== Selection

In the second of our three conversations exploring the Invasion of Ukraine & What it Means for Democracy, participants dug deeper into some of the major issues and concerns for this topic and focused on developing a sense of the core questions that we face. These are the key questions we’ll have to answer as we think of possibilities for moving forward—which is the focus for our upcoming third and final conversation.

Scroll down this page to see a summary of the core questions and issues discussed in this second session.

Looking ahead, what are some different possibilities for moving forward? In light of the core questions below, what productive answers can we generate together? What values or interests should shape our responses? Whether or not you were able to join us for either of the 1st or 2nd discussions, we encourage you to join us online for the 3rd and final session on Thursday, March 31st at 1 PM (ET). The online discussions are free and you can register via Eventbrite.

Here’s a summary of some of the core questions and ideas developed in this second session.

How can we better, more fully understand this war? 

  • What are the stated and underlying motivations of the different parties?
    • Putin
      • Extending Russian territorial and strategic ambitions, with greater regional control
      • Assuming weakness of the US and other western democracies, as they have retracted from foreign engagement
      • Burnishing his legacy as a “strong man” for Russia who saves civilization from the degeneracy of the West
      • Restoring the “glory” of the Russian-Soviet empire
      • Assuming Ukrainians would welcome invasion
    • Other members of the Russian political power structure: governmental figures, oligarchs, the Russian people
      • What independence or influence do they have?
      • How do the people view the war—and what do they know and want?
    • The Ukrainian people and their government
    • Member states of NATO
    • Other, non-aligned European countries, especially smaller ones closer to the war
    • The United States, the government and the people: What actions will they support?

====

▸ **Written task**
Carry on the Ukraine discussion summary from the point where it stops. The entries that come after the Ukraine discussion summary are separate material and have no connection to it.

== Given entries

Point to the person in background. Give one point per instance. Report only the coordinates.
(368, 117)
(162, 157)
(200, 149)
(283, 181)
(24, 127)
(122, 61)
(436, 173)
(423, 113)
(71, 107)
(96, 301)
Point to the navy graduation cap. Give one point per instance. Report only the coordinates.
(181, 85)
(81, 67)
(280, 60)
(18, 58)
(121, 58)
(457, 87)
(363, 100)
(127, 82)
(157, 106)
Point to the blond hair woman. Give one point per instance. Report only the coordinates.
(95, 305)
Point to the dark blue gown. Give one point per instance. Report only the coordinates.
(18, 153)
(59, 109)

====
== Given entries

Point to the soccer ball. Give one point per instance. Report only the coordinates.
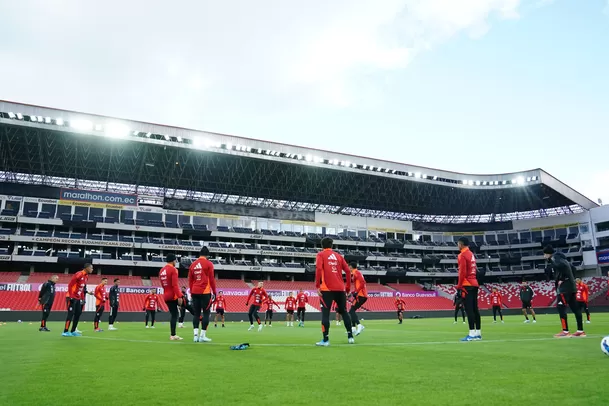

====
== Given entries

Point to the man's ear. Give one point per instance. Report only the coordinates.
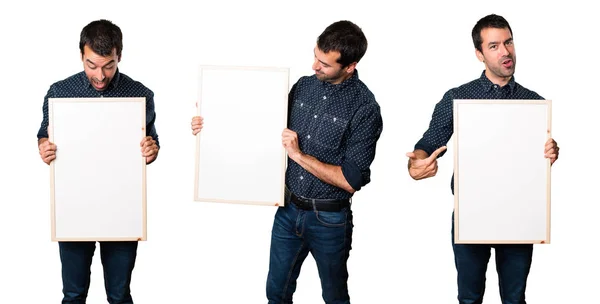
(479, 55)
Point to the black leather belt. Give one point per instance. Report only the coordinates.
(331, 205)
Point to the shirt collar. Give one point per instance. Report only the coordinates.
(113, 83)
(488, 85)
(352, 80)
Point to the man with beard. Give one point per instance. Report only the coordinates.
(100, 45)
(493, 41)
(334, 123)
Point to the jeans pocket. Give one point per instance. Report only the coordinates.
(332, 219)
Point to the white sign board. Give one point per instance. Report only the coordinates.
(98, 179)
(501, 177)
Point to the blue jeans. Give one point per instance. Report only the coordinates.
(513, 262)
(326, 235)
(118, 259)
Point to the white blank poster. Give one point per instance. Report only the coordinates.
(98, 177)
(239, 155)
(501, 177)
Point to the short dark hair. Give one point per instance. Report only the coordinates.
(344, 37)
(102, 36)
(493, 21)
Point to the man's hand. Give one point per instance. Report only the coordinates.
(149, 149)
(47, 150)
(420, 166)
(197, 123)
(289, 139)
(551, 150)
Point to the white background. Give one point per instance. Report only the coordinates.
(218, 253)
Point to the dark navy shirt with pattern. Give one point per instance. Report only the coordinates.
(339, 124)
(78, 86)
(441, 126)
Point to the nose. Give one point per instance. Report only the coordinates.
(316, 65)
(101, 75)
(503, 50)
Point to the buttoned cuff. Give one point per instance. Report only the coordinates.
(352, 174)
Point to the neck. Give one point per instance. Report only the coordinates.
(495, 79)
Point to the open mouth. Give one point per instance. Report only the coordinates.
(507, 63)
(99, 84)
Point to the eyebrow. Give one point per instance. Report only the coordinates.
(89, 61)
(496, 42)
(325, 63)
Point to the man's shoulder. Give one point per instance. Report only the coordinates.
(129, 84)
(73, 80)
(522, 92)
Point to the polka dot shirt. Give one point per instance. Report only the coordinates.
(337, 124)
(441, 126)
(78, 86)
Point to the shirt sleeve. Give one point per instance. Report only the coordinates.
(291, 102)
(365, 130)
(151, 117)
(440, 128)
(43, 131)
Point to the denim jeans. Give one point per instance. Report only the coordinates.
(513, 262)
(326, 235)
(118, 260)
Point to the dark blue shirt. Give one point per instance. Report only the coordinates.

====

▸ **The output**
      • Caution about military engagement due to the failures of past military interventions
      • Caution about the inflationary effects and the ways that pocketbook concerns impact the politics of American voters
      • Concern that US public has a short attention span for international issues
      • Concern that the US public may support a strong response in the short term, but lose interest in the long term, especially as costs mount
    • What are the key concerns and questions about military and foreign policy strategies?
      • What if this becomes a nuclear war, and how can we avoid that?
        • Concerns about the overarching existential threat posed by the presence of nuclear and chemical weapons and the increased sophistication and lethality of modern missile systems
        • Concerns about escalating the conflict by providing too much aid balanced against concerns about doing nothing to prevent genocide
        • Concerns about line-drawing for interventions like air cover, no-fly zones, airlifts, providing certain kinds of armaments but not others, etc.
        • Concerns about whether “mutually assured destruction” still holds as a general deterrent to the use of nuclear weapons, or whether Putin might use tactical nuclear weapons (or bomb a Ukrainian nuclear power plant) if cornered
        • How can the West best engage in “brinkmanship” to provide aid and balanced countermeasures?
      • What if this already is WW III? How would we know? What would it look like?
      • What about China? Will it become more directly involved to support Putin’s invasion?
      • How should NATO engage and who decides? What if the European members want to respond more (or less) aggressively than the US to the invasion?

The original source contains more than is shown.